> [Problema breve A] Restituisci parola per parola la parte del brano su Guareschi e il Po compresa tra "GUARESCHI E IL" e "fiumi alla geografia[1].", estremi inclusi.
> [Problema breve B] Per ciascuna affermazione indica sì o no a seconda che concordi con il brano su Guareschi e il Po, citando testualmente le parole del brano che lo stabiliscono: (i) Per Guareschi il Po comincia a Piacenza. (ii) Il Po è lungo 752 chilometri. (iii) Secondo Guareschi i fiumi appartengono alla storia.
> [Problema breve C] Prosegui il brano su Guareschi e il fiume Po a partire dall'ultima frase riportata.

> [Brano riportato]

==================================================

Il Grande Fiume e Giovannino Guareschi, un legame indissolubile. Nel cinquantesimo della sua scomparsa lo scrittore bassaiolo è stato ricordato in tanti modi nella sua terra. Nel “Mondo piccolo” il fiume Po raccontato “nasce” e parte da Piacenza

Giovannino Guareschi

Ricorrono quest’anno i cinquant’anni dalla scomparsa di Giovannino Guareschi, lo scrittore della Bassa, letto e tradotto in tutto il Mondo. Diverse le iniziative in Emilia-Romagna che lo hanno ricordato: un plauso alla Regione per aver valorizzato un autore in passato dimenticato dalle istituzioni politiche e letterarie. Su IlPiacenza.it vogliamo ricordarlo riportando a galla il suo legame con il fiume Po nei racconti del “Mondo piccolo”, quelli che hanno per protagonisti Peppone e don Camillo.

GUARESCHI E IL FIUME PO

Il Po, il fiume più lungo (652 chilometri) e importante d’Italia, è infatti teatro delle storie di Peppone e don Camillo. Il Grande Fiume che è soprattutto legato alla Bassa, alla pianura padana: un fiume che per l’autore emiliano nasce a Piacenza, e non dalla sorgente del Monviso sulle Alpi Cozie del Piemonte. L’ambiente è un pezzo della pianura padana: e qui bisogna precisare che, per me, il Po comincia a Piacenza. Il fatto che da Piacenza in su sia sempre lo stesso fiume, non significa niente: anche la via Emilia, da Piacenza a Milano, è in fondo la stessa strada; però la via Emilia è quella che va da Piacenza a Rimini. Non si può fare un paragone tra un fiume e una strada perché le strade appartengono alla storia e i fiumi alla geografia[1].

==================================================

> [Segmento di dati]
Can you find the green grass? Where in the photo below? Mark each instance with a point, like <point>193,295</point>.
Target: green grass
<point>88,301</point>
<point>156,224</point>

==================================================

> [Risposta scritta A]
GUARESCHI E IL FIUME PO

Il Po, il fiume più lungo (652 chilometri) e importante d’Italia, è infatti teatro delle storie di Peppone e don Camillo. Il Grande Fiume che è soprattutto legato alla Bassa, alla pianura padana: un fiume che per l’autore emiliano nasce a Piacenza, e non dalla sorgente del Monviso sulle Alpi Cozie del Piemonte. L’ambiente è un pezzo della pianura padana: e qui bisogna precisare che, per me, il Po comincia a Piacenza. Il fatto che da Piacenza in su sia sempre lo stesso fiume, non significa niente: anche la via Emilia, da Piacenza a Milano, è in fondo la stessa strada; però la via Emilia è quella che va da Piacenza a Rimini. Non si può fare un paragone tra un fiume e una strada perché le strade appartengono alla storia e i fiumi alla geografia[1].

> [Risposta scritta B]
(i) Sì: "per me, il Po comincia a Piacenza".
(ii) No: "(652 chilometri)".
(iii) No: "le strade appartengono alla storia e i fiumi alla geografia".

> [Risposta scritta C]
Guareschi segna subito i suoi confini del Po, presi in considerazione per le sue opere. E con il Po che nasce a Piacenza, prendono vita anche le avventure di «Mondo piccolo». Avventure che mai sfociano nel mare: il teatro delle gesta di don Camillo e Peppone, dei clericali e dei comunisti, dei proprietari e dei contadini, finisce molti chilometri prima e conosce solo l’acqua dolce. Dunque il Po comincia a Piacenza, e fa benissimo perché è l’unico fiume rispettabile che esista in Italia: e i fiumi che si rispettano si sviluppano in pianura, perché l’acqua è roba fatta per rimanere orizzontale, e soltanto quando è perfettamente orizzontale l’acqua conserva tutta la sua naturale dignità. Le cascate del Niagara sono fenomeni da baraccone, come gli uomini che camminano sulle mani. Il Po comincia a Piacenza, e a Piacenza comincia anche il Mondo piccolo delle mie storie, il quale Mondo piccolo è situato in quella fetta di pianura che sta fra il Po e l’Appennino[2].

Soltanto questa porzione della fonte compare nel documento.